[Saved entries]
- Opening Delimiter -

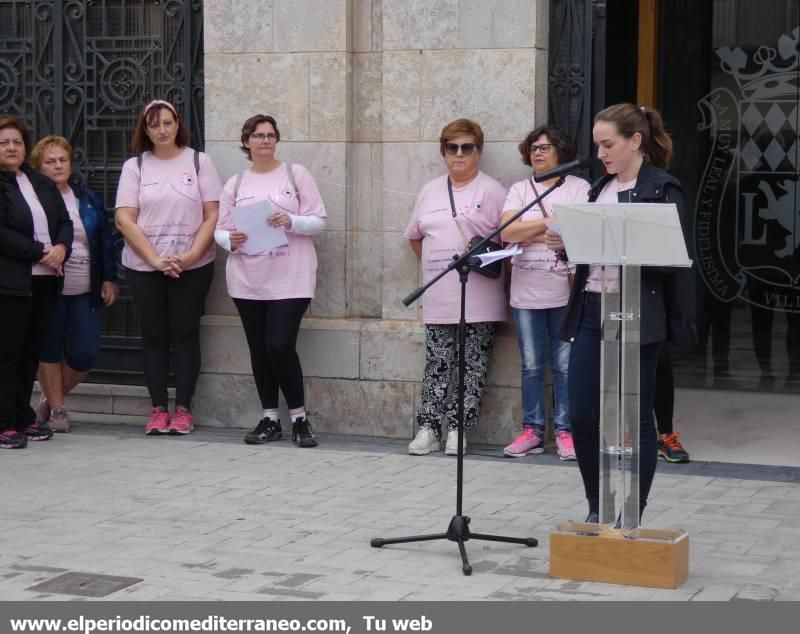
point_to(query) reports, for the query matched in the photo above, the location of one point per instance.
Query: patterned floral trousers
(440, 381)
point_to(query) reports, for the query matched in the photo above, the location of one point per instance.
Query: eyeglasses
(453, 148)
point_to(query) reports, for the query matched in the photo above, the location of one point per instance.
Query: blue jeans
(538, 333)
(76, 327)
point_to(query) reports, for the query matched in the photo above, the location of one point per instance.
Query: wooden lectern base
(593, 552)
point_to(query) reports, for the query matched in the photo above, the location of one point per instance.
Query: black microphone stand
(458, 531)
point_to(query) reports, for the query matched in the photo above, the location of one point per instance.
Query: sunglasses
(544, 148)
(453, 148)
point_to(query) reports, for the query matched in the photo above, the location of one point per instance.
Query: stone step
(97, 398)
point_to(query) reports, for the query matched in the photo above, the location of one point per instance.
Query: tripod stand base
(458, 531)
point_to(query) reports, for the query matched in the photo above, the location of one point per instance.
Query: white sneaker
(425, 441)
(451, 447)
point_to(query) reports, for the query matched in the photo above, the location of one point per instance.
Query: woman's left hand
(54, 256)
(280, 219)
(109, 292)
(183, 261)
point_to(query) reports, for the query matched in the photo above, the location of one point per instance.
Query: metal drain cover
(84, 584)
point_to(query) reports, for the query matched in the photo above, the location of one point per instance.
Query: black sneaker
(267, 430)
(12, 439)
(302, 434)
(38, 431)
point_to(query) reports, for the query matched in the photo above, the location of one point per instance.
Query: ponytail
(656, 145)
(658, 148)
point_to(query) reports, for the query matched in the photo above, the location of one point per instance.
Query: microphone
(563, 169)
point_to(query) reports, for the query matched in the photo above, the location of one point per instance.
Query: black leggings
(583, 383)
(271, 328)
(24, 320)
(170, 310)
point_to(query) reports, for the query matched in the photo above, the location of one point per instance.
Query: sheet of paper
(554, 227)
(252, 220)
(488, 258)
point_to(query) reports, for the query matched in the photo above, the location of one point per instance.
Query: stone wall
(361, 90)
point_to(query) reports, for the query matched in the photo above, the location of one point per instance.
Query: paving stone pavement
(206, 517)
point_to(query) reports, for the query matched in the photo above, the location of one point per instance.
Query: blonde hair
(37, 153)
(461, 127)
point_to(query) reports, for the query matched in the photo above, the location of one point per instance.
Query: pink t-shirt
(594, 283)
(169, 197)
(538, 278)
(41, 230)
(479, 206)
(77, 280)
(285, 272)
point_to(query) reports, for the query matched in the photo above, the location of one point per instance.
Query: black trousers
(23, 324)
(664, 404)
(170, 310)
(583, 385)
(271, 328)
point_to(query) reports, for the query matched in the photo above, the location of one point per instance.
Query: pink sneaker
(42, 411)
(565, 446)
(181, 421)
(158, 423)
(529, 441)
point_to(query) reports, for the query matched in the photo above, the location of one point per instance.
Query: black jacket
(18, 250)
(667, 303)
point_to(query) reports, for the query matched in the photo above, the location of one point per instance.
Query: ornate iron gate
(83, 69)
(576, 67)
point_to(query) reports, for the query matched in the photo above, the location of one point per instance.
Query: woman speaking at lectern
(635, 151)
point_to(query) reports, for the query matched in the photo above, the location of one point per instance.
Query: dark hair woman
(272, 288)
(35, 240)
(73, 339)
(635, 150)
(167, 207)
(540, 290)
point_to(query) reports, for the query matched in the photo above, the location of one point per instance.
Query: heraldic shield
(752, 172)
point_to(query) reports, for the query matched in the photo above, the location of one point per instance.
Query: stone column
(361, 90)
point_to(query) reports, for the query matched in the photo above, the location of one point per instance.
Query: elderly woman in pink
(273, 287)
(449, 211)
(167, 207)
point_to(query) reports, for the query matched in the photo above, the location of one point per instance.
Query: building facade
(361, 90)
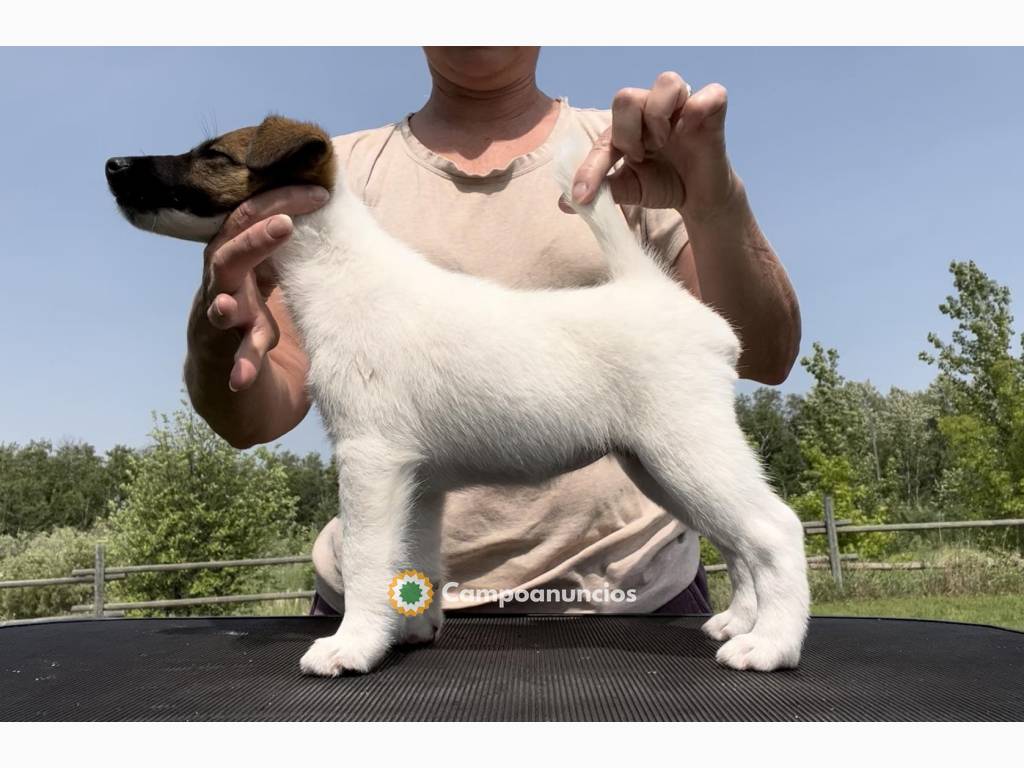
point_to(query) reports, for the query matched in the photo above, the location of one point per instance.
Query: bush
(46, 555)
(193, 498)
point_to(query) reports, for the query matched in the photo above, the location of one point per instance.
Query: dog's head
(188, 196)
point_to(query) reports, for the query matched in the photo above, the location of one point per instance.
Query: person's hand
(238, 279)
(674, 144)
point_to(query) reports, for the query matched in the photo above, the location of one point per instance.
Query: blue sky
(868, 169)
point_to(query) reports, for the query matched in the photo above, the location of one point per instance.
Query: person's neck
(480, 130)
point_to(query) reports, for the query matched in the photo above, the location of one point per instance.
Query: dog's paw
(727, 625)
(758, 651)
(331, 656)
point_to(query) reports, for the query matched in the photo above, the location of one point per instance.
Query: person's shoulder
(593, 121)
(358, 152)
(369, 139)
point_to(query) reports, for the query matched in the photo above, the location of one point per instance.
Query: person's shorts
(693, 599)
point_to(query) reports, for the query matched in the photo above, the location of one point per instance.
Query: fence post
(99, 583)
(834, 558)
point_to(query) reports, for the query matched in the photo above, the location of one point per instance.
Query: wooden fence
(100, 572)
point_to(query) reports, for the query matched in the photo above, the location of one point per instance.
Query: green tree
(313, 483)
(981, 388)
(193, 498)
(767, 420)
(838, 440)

- Closing Delimiter -

WORK TO BE COMPLETED:
Omit the pictures; print the records above exactly.

TASK RESULT:
point_to(query) reports, for the query matched in the photo above, the location of one point per instance.
Query: patterned floral trousers
(440, 381)
point_to(query) reports, for the query matched in the photo above, the location of one point per instance.
Query: eyeglasses
(453, 148)
point_to(query) reports, for the query matched in the photo above, the location of one point per instance.
Query: blue jeans
(538, 333)
(76, 327)
point_to(query) reports, for the query matched in the photo above, the location of one point per instance.
Query: wooden lectern base
(593, 552)
point_to(query) reports, for the query matched in the photo above, the location of one point per instance.
Query: black microphone stand
(458, 531)
point_to(query) reports, for the query matched in the photo above, the location of one point per instance.
Query: sunglasses
(544, 148)
(453, 148)
point_to(query) reports, for the query matched in the photo above, the location of one point per instance.
Query: stone step
(97, 398)
point_to(query) reports, for the query matched in the photo above, the location of one point per instance.
Query: tripod stand base
(458, 531)
point_to(query) reports, for the query matched in the photo above, the location of one point per instance.
Query: white sneaker
(425, 441)
(451, 447)
point_to(query) reports, for the query matched in the photo above, the location of one point per instance.
Query: woman's left hand
(54, 256)
(280, 219)
(109, 292)
(183, 261)
point_to(query) reports, for the query matched in the photo above, the location of one point per instance.
Query: metal drain cover
(84, 584)
point_to(query) reports, for the query matched in the photo above, the location of one point per instance.
Query: black sneaker
(267, 430)
(12, 439)
(302, 434)
(38, 431)
point_to(query) reports, for the query matched in the photo above, the location of one point per instance.
Query: ponytail
(656, 145)
(658, 148)
point_to(query) reports, for the query matched in the photo above, the location of one point per instance.
Query: microphone
(563, 169)
point_to(query) reports, for the query matched in the photo above, the location of one point per instance.
Query: black leggings
(583, 383)
(271, 328)
(24, 320)
(170, 310)
point_to(query) reports, for the query matched in the photo above, the location of one point per instance.
Query: sheet of paper
(554, 227)
(252, 220)
(488, 258)
point_to(query) reports, for the query matched in the photo above, the location of one point per instance.
Query: stone wall
(361, 90)
point_to(query) reports, for the query matched in the photo above, the location of one point per instance.
Query: paving stone pavement
(206, 517)
point_to(query) reports, for the query matched in the photo above, the location of one point per instance.
Query: blonde hair
(37, 153)
(461, 127)
point_to(query) reports, for the query matched in the photo above, the location of one point per instance.
Query: pink t-shirt
(594, 283)
(169, 197)
(538, 278)
(41, 230)
(479, 206)
(77, 280)
(285, 272)
point_to(query) reports, for the query matched in the photo above, the location of one point per instance.
Query: black trousers
(23, 324)
(664, 404)
(170, 310)
(583, 385)
(271, 328)
point_to(query) reports, for the query matched in the photo above, the location of one point per instance.
Query: pink sneaker
(42, 411)
(565, 446)
(181, 421)
(158, 423)
(529, 441)
point_to(query) reports, for the query matched in the photo above, the location of one point per instance.
Query: black jacket
(18, 250)
(667, 303)
point_to(query) reports, for the query matched in the photo above, the location of one point per instance.
Query: ornate iron gate
(83, 69)
(576, 67)
point_to(query) reports, for the query matched in the photo above, the location of one point per instance.
Query: woman speaking at lectern
(635, 151)
point_to(query) reports, for the query matched in the photo above, the location of one point per instance.
Query: dark hair woman
(272, 288)
(35, 240)
(73, 339)
(635, 150)
(167, 207)
(540, 290)
point_to(query) reports, for the query matched in the photo above, the location of one point per instance.
Query: heraldic shield
(752, 172)
point_to(query) reports, for the query matched in the photo above, the location of one point per instance.
Query: stone column
(361, 90)
point_to(query) reports, for the query matched in the photo above, the location of one point per instance.
Query: elderly woman in pink
(273, 287)
(449, 211)
(167, 207)
point_to(query) reports, for the query matched in the photo above, the location of one point per instance.
Query: building facade
(361, 90)
point_to(query) reports, for the query matched in the photo above, the location of one point per instance.
Query: bush
(46, 555)
(193, 498)
point_to(query) reports, for the query matched in the photo above, the location of one point per instance.
Query: dog's head
(188, 196)
point_to(query) reports, for the query matched in the photo above, the location of one point per instance.
Query: person's hand
(238, 279)
(674, 144)
point_to(query) reports, for the query matched in the photo above, the location of one point per instance.
Query: blue sky
(868, 169)
point_to(query) reports, for the query matched in the photo above, the location of one point per instance.
Query: person's neck
(480, 130)
point_to(query) reports, for the query matched in the photo above, the location of one point per instance.
Query: dog's paw
(727, 625)
(758, 651)
(331, 656)
point_to(query) reports, for the query matched in the photo above, the location of one point per instance.
Query: person's shoulder
(593, 121)
(358, 152)
(369, 139)
point_to(query) reports, for the query matched in the photo above, the location of one point per instance.
Query: person's shorts
(693, 599)
point_to(query) reports, for the query matched in the photo above, the location of one point per instance.
Query: fence post
(99, 583)
(834, 558)
point_to(query) reports, for the query matched in the photo above, the location of one point per instance.
Query: wooden fence
(100, 572)
point_to(query) reports, for the query matched in the photo above, the location of one point per instance.
Query: green tree
(313, 483)
(981, 388)
(193, 498)
(767, 420)
(838, 440)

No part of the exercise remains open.